*WHAT THE TASK ASKS*.
Everything from the line with "Could you please identify the bird's back" through the last line of the records below should be copied exactly, both ends included.
###
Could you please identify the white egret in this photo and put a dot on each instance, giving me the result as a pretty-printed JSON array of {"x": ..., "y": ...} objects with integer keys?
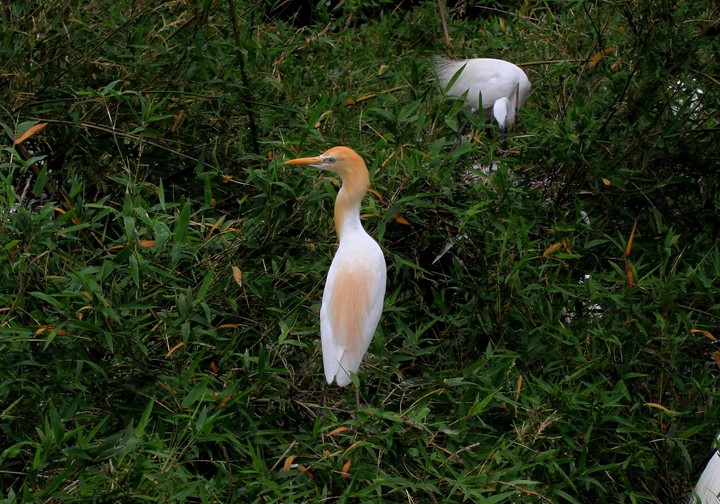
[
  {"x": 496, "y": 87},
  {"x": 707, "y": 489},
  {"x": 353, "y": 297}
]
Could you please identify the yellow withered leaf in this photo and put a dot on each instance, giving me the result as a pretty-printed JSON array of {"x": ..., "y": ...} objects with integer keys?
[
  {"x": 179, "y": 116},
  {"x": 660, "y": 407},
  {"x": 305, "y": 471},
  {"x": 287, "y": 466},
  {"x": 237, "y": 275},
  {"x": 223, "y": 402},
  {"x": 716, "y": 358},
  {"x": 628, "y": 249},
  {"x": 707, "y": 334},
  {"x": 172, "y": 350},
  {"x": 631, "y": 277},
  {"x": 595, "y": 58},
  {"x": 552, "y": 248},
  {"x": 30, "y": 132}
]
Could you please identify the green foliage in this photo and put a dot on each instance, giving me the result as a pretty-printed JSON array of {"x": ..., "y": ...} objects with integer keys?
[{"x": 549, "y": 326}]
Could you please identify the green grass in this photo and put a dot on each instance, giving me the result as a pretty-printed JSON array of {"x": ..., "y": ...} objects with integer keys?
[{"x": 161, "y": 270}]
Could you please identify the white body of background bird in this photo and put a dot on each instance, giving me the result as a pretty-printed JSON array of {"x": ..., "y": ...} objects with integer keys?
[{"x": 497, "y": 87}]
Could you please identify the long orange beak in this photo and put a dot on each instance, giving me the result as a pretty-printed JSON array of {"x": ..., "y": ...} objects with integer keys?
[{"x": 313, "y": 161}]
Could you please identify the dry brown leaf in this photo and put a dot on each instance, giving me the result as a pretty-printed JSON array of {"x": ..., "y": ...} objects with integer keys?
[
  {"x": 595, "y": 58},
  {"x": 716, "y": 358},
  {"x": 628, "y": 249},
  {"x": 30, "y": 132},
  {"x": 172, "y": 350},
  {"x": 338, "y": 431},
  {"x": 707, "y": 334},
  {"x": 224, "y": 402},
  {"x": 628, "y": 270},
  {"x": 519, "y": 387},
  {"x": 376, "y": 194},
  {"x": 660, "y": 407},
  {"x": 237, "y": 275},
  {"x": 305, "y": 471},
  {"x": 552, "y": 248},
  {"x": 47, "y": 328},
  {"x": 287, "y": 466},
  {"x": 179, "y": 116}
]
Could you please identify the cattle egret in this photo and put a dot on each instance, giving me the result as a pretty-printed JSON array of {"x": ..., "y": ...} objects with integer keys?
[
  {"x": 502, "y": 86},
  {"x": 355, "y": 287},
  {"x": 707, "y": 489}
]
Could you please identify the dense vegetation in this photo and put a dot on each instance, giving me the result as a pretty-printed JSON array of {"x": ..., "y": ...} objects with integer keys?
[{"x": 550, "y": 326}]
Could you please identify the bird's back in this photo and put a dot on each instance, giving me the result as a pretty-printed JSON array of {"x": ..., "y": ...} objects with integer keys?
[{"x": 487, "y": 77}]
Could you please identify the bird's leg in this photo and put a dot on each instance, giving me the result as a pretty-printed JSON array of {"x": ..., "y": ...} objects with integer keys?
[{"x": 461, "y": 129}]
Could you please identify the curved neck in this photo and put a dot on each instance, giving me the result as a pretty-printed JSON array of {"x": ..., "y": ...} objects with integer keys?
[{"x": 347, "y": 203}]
###
*COMPLETE ANSWER*.
Could you please identify the bird's back in this photo and put a dot on each instance, giving me the result as a pretty-printed JSON array of {"x": ..., "y": ...} objects with integer keys?
[{"x": 487, "y": 77}]
Could you please identify the bird's leg in this photo and put a dot on each instance, giving me the result as a pretty-printed JSON array of {"x": ..., "y": ...} objects with integer keys?
[{"x": 461, "y": 129}]
Could you please identify the curved neck in this photo and put a dot on each instance, giving me the result as a pretty-printed JSON array of {"x": ..., "y": ...} objects with integer keys?
[{"x": 347, "y": 203}]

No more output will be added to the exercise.